Where a line of the records contains the word "wrong", show that line.

Items from a data source
::::::

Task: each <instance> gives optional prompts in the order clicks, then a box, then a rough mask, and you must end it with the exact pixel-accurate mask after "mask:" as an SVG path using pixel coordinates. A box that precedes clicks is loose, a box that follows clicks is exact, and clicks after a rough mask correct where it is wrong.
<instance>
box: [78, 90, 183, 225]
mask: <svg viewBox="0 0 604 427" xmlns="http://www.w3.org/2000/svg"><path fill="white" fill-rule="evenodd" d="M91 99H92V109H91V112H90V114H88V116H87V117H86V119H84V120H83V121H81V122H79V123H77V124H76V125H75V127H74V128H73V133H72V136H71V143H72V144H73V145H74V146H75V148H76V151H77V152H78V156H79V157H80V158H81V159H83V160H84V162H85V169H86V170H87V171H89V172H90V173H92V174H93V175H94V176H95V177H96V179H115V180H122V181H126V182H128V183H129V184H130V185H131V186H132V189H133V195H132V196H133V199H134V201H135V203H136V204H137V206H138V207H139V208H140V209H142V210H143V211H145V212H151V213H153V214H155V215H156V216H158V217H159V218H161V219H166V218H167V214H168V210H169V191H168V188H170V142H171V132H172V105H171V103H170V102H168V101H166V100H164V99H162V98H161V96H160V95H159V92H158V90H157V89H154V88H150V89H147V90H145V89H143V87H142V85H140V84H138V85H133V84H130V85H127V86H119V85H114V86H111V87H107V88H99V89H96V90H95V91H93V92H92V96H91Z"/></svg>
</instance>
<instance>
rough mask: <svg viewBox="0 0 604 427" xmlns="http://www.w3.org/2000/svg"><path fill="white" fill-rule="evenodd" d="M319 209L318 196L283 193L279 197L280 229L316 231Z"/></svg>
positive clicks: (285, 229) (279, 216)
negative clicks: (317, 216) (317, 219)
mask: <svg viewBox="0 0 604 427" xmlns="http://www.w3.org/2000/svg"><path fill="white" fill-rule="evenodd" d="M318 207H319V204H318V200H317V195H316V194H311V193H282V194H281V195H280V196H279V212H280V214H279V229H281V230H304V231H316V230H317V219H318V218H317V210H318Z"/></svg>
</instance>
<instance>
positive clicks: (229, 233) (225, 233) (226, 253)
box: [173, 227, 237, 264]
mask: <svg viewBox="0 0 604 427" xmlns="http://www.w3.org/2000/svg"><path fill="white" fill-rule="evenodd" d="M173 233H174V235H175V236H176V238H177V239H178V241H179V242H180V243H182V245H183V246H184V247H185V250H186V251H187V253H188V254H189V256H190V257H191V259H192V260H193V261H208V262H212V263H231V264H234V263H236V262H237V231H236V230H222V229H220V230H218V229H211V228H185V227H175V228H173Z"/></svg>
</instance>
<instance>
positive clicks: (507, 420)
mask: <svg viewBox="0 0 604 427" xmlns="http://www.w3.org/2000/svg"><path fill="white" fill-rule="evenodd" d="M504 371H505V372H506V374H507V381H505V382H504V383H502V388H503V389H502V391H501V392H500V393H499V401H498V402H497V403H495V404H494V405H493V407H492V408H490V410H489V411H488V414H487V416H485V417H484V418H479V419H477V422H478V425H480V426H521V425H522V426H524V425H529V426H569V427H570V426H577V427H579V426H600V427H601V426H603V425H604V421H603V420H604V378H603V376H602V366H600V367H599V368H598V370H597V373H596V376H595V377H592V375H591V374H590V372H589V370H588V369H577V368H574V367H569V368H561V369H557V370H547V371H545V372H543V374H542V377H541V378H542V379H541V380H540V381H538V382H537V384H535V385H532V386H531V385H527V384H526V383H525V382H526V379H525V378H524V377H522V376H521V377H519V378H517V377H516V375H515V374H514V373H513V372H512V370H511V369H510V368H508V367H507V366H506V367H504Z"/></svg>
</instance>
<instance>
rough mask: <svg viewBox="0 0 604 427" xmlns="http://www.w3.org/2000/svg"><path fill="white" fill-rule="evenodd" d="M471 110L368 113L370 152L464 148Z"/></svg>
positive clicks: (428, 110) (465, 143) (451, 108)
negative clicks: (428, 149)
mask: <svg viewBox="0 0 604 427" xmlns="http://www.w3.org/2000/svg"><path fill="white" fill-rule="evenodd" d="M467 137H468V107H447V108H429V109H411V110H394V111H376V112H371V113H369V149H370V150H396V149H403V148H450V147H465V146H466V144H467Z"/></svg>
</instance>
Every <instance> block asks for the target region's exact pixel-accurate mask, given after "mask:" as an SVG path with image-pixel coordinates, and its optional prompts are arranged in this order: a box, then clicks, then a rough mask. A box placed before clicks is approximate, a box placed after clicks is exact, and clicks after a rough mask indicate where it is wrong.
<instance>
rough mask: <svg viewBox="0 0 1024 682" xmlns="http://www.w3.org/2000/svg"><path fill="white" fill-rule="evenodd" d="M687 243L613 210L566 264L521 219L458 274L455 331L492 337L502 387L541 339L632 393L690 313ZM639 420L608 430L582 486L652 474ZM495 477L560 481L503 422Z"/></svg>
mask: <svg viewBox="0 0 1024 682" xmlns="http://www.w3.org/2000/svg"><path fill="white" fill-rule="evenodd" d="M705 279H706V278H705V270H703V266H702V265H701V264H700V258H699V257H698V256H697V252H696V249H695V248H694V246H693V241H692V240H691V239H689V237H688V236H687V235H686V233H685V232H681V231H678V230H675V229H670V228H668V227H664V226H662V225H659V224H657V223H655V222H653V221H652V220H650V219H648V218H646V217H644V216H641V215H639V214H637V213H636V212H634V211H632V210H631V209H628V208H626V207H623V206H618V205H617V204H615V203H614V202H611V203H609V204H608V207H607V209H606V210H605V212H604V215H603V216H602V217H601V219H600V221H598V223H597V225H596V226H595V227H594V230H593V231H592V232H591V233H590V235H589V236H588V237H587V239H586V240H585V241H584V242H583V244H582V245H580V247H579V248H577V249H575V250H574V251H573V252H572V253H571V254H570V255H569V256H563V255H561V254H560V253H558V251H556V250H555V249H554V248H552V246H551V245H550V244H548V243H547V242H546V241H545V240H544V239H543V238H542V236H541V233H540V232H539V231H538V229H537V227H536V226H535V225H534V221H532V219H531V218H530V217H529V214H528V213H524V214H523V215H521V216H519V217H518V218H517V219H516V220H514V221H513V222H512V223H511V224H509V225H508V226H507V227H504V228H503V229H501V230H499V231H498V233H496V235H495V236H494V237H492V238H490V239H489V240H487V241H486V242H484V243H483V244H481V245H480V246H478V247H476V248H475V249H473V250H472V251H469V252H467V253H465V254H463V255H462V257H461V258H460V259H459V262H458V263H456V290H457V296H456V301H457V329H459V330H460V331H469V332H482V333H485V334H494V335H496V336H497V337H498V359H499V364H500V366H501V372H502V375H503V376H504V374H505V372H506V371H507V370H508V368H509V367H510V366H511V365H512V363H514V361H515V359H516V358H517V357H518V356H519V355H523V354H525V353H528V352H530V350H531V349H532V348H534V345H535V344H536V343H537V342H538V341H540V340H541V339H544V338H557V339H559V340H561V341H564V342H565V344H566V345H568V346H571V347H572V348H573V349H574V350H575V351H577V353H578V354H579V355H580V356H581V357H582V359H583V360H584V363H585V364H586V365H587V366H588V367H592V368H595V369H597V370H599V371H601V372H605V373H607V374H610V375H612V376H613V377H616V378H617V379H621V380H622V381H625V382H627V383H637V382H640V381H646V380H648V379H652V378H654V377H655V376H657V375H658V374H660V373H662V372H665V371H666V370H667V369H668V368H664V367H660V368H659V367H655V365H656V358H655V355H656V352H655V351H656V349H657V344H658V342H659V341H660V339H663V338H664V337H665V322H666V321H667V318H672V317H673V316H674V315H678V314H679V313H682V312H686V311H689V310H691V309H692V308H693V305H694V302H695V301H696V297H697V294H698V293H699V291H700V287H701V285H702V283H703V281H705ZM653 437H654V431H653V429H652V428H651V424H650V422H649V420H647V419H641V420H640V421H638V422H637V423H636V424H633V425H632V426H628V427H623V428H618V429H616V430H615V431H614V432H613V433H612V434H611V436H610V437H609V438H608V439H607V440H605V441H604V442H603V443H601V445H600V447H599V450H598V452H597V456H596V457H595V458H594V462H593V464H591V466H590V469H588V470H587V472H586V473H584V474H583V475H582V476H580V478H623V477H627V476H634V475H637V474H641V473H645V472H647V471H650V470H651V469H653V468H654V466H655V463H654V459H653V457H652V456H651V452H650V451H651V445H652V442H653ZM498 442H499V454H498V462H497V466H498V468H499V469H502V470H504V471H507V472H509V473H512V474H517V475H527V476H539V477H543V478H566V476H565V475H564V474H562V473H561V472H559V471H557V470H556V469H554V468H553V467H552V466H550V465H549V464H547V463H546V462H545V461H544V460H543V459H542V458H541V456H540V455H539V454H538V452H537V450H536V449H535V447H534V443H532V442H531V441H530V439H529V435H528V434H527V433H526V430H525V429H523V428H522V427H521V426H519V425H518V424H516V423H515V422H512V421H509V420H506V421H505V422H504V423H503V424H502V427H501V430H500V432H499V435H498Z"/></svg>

::::::

WRITTEN RESPONSE:
Task: each <instance> gives optional prompts in the order clicks, then a box, then a rough mask, and you must end it with the exact pixel-accurate mask after "mask:" as an SVG path using pixel coordinates. A box that precedes clicks is loose, a box that follows clicks is exact, and clicks after a rough mask correct where it is wrong.
Every <instance> block asks for the target region's exact pixel-accurate mask, given after "mask:" as an SVG path with image-pixel coordinates, and its optional prompts are arranged in this order: a box, then clicks, then a rough mask. A box placed before clicks is approximate, a box placed after clicks is exact, and clicks after a rough mask indicate where it is wrong.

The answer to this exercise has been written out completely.